• [AIM OF THE EXERCISE]
Show every line below where "stain" can be found.
+++ INPUT
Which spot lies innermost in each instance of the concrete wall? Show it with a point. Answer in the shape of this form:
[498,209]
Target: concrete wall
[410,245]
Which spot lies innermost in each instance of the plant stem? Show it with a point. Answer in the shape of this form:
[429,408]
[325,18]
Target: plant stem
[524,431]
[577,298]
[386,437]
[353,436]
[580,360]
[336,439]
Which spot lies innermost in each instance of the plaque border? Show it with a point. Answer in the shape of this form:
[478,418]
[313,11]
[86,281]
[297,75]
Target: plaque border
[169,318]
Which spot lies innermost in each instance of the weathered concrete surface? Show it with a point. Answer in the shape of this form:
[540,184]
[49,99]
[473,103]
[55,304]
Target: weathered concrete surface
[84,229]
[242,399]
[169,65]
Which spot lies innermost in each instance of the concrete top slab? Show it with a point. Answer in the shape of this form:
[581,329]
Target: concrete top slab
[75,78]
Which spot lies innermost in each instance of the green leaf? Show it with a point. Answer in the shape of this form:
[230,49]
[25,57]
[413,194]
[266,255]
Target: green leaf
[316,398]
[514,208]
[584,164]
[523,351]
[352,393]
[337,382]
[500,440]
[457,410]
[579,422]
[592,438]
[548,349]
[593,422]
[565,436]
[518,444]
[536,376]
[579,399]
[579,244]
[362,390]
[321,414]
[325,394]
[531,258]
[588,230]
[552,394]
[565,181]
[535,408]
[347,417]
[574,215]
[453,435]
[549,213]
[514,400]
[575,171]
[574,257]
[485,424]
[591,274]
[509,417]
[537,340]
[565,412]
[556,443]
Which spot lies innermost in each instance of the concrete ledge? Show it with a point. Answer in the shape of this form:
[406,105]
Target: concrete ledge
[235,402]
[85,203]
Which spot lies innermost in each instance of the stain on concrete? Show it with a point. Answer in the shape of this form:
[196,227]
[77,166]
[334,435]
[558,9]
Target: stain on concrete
++++++
• [TASK RESULT]
Which spot lies innermost in each instance of the stain on concrete? Show it with a point. Answer in the shape of this form:
Target: stain on concrete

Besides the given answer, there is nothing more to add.